Begin

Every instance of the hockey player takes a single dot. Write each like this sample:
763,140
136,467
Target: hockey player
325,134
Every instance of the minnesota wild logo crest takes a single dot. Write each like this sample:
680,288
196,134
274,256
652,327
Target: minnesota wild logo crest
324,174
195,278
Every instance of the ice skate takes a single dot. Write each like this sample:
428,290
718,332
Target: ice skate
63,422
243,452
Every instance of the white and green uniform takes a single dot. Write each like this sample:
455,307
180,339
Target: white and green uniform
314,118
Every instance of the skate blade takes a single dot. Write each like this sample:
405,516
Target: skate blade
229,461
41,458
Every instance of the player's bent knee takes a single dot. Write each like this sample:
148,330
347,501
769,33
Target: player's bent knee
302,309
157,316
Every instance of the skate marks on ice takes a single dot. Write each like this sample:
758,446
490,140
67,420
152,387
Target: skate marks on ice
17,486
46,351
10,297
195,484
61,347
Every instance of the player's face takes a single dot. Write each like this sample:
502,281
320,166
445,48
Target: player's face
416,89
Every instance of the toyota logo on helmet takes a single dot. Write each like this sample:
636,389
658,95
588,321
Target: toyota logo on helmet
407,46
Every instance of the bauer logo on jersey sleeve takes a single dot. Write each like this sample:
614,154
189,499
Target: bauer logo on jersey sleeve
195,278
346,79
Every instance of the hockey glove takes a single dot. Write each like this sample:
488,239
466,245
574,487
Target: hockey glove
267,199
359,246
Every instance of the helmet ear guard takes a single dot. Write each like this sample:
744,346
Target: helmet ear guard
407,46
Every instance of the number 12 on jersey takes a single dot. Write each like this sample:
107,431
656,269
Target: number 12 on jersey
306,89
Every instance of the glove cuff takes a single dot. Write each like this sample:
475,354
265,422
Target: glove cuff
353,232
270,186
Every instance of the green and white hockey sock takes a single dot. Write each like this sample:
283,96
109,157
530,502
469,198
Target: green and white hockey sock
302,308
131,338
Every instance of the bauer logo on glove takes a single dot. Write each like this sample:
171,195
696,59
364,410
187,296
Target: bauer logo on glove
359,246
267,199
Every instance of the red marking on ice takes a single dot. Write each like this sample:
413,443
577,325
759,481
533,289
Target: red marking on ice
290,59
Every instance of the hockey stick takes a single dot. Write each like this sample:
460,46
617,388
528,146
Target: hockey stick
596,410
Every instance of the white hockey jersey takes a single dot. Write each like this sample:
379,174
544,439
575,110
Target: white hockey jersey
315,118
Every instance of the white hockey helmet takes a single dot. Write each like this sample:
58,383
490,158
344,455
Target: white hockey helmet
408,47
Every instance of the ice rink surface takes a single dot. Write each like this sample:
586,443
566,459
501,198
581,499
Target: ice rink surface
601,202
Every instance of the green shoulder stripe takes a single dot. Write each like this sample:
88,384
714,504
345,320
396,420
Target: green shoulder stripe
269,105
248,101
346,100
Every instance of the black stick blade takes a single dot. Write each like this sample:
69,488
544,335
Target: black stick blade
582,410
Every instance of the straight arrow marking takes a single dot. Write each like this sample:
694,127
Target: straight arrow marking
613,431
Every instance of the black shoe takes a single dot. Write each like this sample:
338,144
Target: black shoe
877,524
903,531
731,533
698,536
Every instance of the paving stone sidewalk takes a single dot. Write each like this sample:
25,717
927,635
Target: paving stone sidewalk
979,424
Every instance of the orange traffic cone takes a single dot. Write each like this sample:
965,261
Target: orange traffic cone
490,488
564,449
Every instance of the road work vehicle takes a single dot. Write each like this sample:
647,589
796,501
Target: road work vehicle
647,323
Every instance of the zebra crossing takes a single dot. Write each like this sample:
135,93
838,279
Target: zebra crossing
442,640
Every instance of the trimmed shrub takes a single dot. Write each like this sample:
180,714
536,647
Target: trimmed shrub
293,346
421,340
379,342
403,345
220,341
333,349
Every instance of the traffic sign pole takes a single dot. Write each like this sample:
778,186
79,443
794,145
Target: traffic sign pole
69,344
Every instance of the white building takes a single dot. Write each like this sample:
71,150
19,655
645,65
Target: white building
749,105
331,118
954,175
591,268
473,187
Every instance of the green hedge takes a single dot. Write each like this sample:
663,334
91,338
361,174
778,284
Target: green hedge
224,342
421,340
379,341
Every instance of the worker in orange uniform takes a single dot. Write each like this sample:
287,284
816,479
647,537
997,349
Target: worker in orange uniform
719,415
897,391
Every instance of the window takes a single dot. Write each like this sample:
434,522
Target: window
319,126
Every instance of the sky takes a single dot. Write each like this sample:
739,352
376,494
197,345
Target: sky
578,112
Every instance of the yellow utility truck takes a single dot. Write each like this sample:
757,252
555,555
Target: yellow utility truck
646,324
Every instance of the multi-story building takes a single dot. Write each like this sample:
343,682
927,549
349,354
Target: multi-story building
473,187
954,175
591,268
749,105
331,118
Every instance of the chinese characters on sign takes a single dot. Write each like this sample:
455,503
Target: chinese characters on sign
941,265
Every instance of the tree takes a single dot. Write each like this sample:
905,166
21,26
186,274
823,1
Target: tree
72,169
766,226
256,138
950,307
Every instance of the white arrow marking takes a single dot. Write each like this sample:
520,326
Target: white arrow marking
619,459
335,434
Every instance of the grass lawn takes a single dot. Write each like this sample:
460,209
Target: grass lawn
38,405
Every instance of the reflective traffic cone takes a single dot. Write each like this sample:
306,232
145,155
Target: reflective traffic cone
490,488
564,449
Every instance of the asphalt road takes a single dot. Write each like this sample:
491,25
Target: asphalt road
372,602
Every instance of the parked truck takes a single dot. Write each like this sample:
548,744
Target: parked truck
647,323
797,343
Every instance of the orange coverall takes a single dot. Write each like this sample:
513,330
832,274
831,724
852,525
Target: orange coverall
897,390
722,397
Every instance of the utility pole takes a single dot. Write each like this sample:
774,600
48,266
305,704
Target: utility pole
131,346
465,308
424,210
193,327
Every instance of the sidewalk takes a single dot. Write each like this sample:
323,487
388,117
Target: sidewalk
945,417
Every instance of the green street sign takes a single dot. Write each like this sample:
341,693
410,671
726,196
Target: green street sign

End

WHAT YOU NEED TO DO |
Write out the whole listing exactly.

SOLUTION TO THIS EXERCISE |
Every instance of the hockey player takes a single dot. Write each like this sample:
763,140
136,467
Target: hockey player
325,134
Every instance of the minnesota wild logo crest takes a single dot. Write each like this sample:
680,288
196,134
274,256
652,327
Target: minnesota wild logo crest
324,174
195,278
Every instance of the ice skate takes a single dot. Write each like this sample:
428,290
718,332
Target: ice skate
63,422
243,452
Every instance of the white and green uniform takes a single dot. Write each like this sample:
455,307
180,339
Target: white and green uniform
314,118
Every instance of the skate blade takes a single dot. Write each like this sample:
405,516
Target: skate blade
229,461
41,458
Every instance of the player's bent knee takes a single dot. Write each like this sample:
148,330
347,501
769,33
Target: player's bent knee
302,309
157,316
Every instance of the skate marks on ice takes a single dot. Write each like this sample:
758,446
490,140
67,420
152,387
Target: skate marks on ice
17,486
46,351
10,297
195,484
61,347
Every instance of the player's face takes a single dot. Write each like this sample:
502,281
320,166
445,48
Target: player's face
416,89
Every instance of the toyota logo on helmet takes a single dot. Write each like this sample:
636,389
658,95
588,321
Target: toyota logo on helmet
407,46
Every instance of the bauer logo on jersey sleeve takes a single dot. Write each like this sample:
614,154
189,499
Target: bauer logo on jersey sleeve
195,278
346,79
Every instance of the hockey glove takes a single dot. Write each like this sample:
488,239
466,245
574,487
Target: hockey glove
267,199
359,246
Every instance of the helmet ear guard takes a single dot. Write each like this sample:
744,346
Target: helmet ear guard
407,46
Every instance of the number 12 on jersey takes a single dot. Write each like this sample:
107,431
656,269
Target: number 12 on jersey
306,89
Every instance of the glove cuff takes a single dot. Write each like this sample:
475,354
265,422
Target: glove cuff
353,232
270,186
Every instance of the green and white hockey sock takes a single dot. Write each like this sample:
283,96
109,157
530,502
469,198
Target: green and white hockey sock
302,308
131,338
Every instance of the bauer logo on glove takes a single dot. Write each like this sample:
171,195
696,59
364,410
187,296
Target: bauer logo on glove
359,246
267,199
Every instance of the red marking on ice takes a single dot. Write each like this sample:
413,443
577,325
759,481
533,289
Target: red marking on ice
290,59
Every instance of the hockey stick takes a single dot. Write each like this sample:
460,46
617,388
528,146
Target: hockey stick
596,410
Every instance of the white hockey jersey takes a single dot. Write each like this sample:
379,174
544,439
575,110
Target: white hockey jersey
315,118
Every instance of the white hockey helmet takes a single dot. Write each like this sample:
58,383
490,158
344,455
Target: white hockey helmet
408,47
Every instance of the ice rink surface takes a single dot. Write each like this sample:
586,443
566,459
501,198
581,499
Target: ice rink surface
601,202
Every instance of the green shoulder stripe takes a single dot. Write each like this sample:
88,384
714,504
345,320
396,420
Target: green shoulder stripe
269,105
248,101
346,100
Every instance of the black stick blade takes a single dot. Write each like this sample:
69,488
544,335
Target: black stick blade
582,410
Every instance of the straight arrow marking takes a single dot. Write each like this sample:
694,127
Target: straight arrow marking
613,431
Every instance of the black shoe takes a single dot. Write each like this sample:
338,144
Target: black shoe
877,524
903,531
731,533
698,536
Every instance of the paving stone sidewalk takes a single dot. Write each like this sample:
25,717
927,635
Target: paving stone sidewalk
979,424
Every instance of the orange traffic cone takes a single dot. Write each like this sample:
965,261
Target: orange traffic cone
490,488
564,449
Every instance of the road work vehicle takes a single dot. Write each like this sample:
647,589
796,501
Target: road work vehicle
647,323
Every instance of the zebra crossing takes a single dot. Write each like this sample:
135,93
838,279
Target: zebra crossing
442,640
Every instance of the trimmed shrub takes a single dot. Write each like this sample:
180,714
536,647
Target: trimmed shrub
293,346
421,340
379,342
403,345
220,341
333,349
Every instance of the traffic sign pole takes a single dot. Write each like this sample:
778,186
79,443
794,145
Target: traffic sign pole
69,344
Every instance of the white building takes a single dot. Write each like this sample:
71,150
19,655
645,65
Target: white building
749,105
331,118
954,175
591,268
473,187
Every instance of the green hedge takes a single dot. Write each like this sample:
663,334
91,338
361,174
778,284
Target: green hedge
224,342
421,340
379,341
Every instance of the worker in orange uniform takes a single dot. Write each like this sample:
287,284
816,479
647,537
997,349
Target: worker in orange uniform
719,415
897,391
Every instance of the window takes a single dot. Write each like this sample:
434,522
Target: window
319,126
Every instance of the sky takes a single dot. Write each like this sample:
739,352
376,494
197,345
Target: sky
578,112
Every instance of the yellow utility truck takes a single dot. Write each like this sample:
757,252
555,555
Target: yellow utility truck
646,324
Every instance of the multi-story building takes a single dot. Write each like this sample:
343,682
927,549
349,354
Target: multi-story building
473,187
954,175
591,268
749,105
331,118
Every instance of the chinese characters on sign takes a single dot. Write each like this sample:
455,503
Target: chinese characters on sign
941,265
Every instance of the tree takes a single dot. Write each like this sample:
905,166
21,26
186,274
823,1
Target: tree
72,169
766,226
256,138
950,307
Every instance of the white arrow marking takes a single dot. Write each like this sample:
520,326
Target: white arrow marking
619,459
335,434
Every instance of the grass lawn takes a single dot. Write each like this sample:
460,209
Target: grass lawn
38,405
Every instance of the reflective traffic cone takes a single dot. Write each like this sample:
306,232
145,155
Target: reflective traffic cone
490,488
564,449
Every instance of the asphalt road takes a single dot. Write each like this sample:
491,25
Target: asphalt road
372,602
Every instance of the parked truck takes a single dot. Write each like this sample:
548,744
Target: parked truck
647,323
797,343
Every instance of the orange coverall takes a single dot. Write each like this sample:
513,330
832,274
831,724
852,525
Target: orange coverall
897,390
722,397
Every instance of the utility pole takes a single dot. Write each like this sample:
774,600
48,266
305,704
Target: utility pole
131,346
465,308
424,210
193,327
Every instance of the sidewalk takes a single dot. Write each like this sample:
323,487
388,117
Target: sidewalk
945,417
Every instance of the green street sign takes a single dot. Write each like this sample:
341,693
410,671
726,196
Target: green street sign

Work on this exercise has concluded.